▶ Your task
The answer must be every line of the data that holds the word "below".

__________________________________________________

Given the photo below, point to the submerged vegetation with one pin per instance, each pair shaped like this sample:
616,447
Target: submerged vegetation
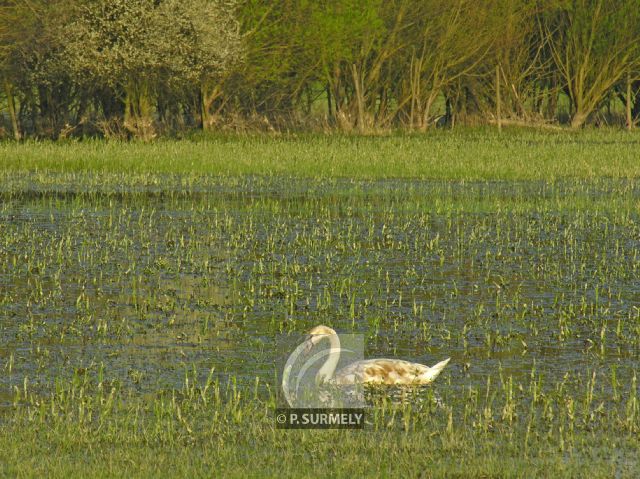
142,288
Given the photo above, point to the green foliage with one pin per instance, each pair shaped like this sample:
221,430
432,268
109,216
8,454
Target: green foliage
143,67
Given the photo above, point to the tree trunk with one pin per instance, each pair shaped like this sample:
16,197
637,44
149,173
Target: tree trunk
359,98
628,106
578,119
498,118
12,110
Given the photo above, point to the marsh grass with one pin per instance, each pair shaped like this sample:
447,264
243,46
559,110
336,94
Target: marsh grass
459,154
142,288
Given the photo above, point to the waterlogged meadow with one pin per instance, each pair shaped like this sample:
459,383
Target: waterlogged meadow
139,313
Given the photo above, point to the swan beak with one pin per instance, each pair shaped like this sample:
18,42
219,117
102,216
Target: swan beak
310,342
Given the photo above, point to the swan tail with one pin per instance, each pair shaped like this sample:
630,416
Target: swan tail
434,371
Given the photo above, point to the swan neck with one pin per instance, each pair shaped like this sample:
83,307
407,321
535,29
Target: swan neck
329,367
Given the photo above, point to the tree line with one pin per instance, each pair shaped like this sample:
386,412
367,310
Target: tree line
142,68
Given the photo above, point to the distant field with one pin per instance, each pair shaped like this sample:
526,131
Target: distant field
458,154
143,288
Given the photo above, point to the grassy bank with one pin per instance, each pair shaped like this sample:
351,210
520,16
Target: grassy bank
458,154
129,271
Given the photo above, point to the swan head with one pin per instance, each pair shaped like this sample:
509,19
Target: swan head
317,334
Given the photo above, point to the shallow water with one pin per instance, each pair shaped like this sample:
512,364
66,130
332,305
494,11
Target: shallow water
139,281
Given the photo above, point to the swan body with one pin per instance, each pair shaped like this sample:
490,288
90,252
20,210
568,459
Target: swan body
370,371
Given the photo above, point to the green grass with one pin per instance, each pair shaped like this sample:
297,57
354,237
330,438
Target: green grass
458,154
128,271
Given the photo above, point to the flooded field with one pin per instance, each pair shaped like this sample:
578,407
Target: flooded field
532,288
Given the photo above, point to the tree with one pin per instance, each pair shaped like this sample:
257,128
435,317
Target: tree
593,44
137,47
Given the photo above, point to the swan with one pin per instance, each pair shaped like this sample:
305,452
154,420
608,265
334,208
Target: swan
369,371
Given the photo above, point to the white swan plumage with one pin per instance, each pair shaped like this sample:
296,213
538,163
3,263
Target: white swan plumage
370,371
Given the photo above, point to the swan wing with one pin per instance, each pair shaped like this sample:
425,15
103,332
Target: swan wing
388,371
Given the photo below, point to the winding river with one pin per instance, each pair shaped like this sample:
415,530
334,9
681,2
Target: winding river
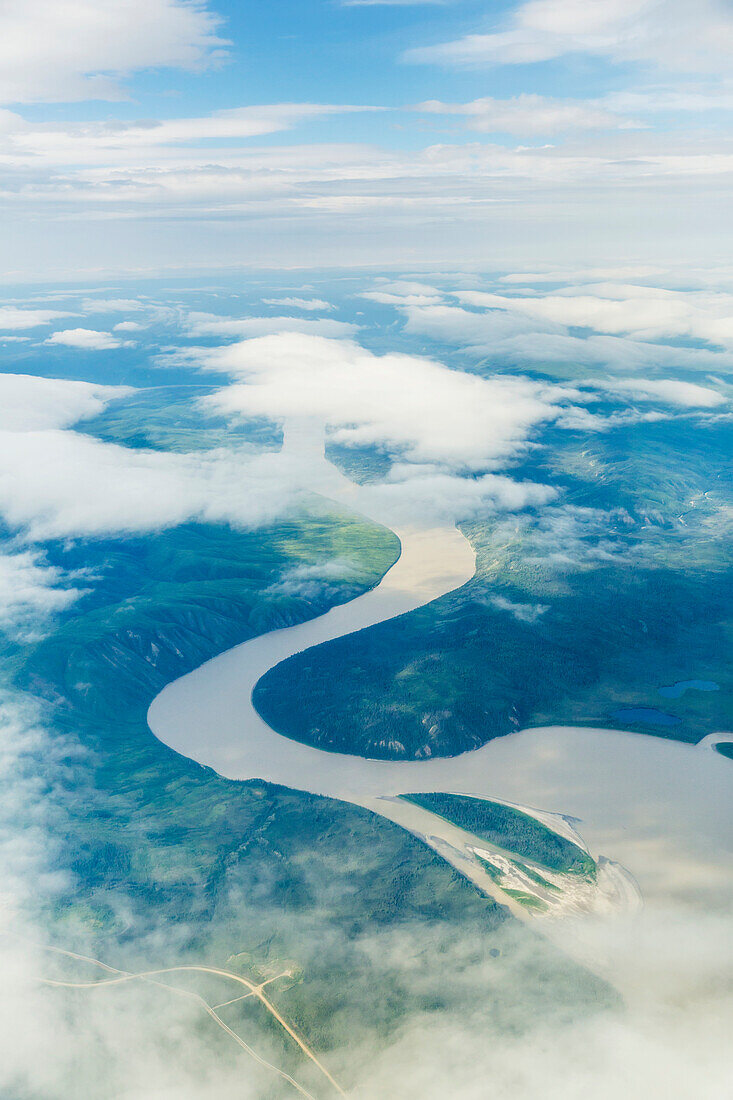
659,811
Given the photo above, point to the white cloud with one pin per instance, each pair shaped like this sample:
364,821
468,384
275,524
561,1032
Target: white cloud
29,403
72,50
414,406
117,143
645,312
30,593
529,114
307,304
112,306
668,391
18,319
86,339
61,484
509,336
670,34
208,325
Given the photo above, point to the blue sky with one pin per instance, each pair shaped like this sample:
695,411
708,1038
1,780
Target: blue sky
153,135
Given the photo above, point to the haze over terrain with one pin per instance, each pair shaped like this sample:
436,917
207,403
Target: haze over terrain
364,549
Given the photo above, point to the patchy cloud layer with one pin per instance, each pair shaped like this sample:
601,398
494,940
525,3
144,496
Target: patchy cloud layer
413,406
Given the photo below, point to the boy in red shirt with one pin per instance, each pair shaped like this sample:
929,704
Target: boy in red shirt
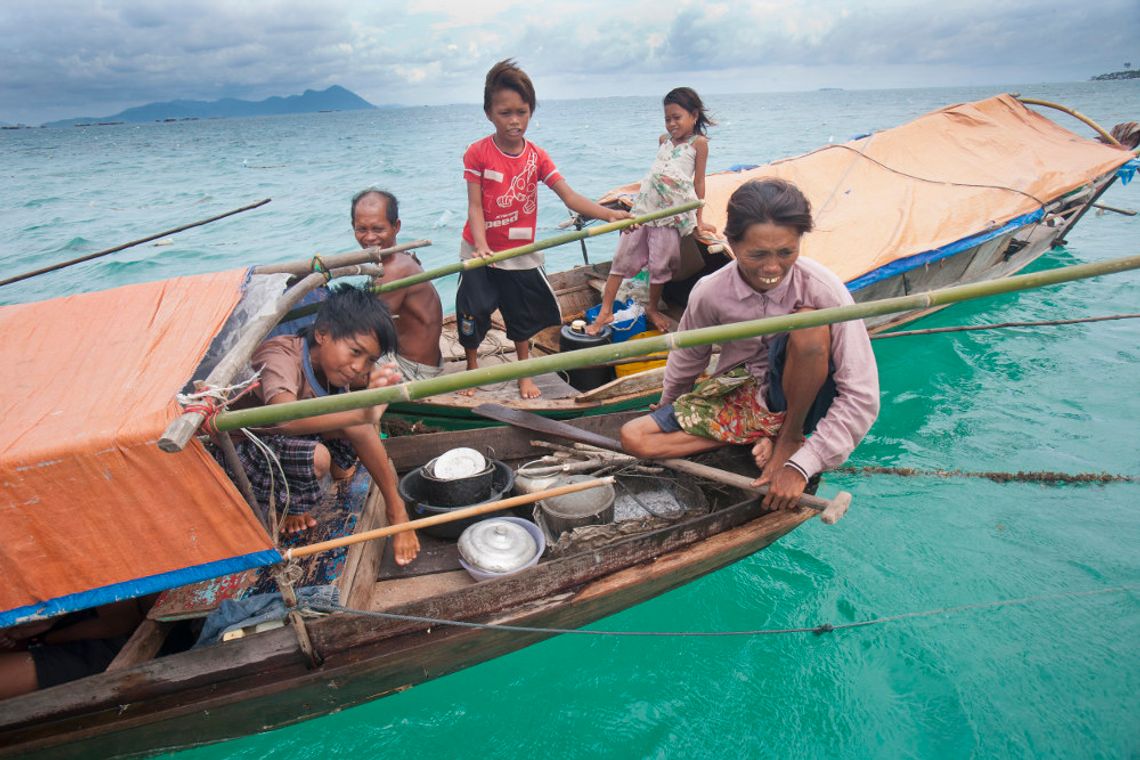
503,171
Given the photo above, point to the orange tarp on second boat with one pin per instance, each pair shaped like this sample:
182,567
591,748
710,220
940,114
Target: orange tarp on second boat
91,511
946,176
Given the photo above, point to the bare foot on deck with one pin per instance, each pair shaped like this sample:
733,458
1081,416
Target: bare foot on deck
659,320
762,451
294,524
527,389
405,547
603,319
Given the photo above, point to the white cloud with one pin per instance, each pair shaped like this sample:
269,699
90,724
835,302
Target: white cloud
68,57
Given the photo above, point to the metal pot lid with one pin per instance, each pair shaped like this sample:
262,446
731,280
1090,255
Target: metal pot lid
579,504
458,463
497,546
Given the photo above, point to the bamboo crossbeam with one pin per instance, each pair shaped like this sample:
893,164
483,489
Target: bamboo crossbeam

__________________________________________________

▶ Response
Given the photo below, point to the submerged vegetation with one pin per instance, each pair shaped like this sample:
Given the photo below, point to the winding river with one pin per instance, each pair shaped like this sample:
Given the photo below, point to the boy in red shirt with one pin per instance, each pair shaped like this sample:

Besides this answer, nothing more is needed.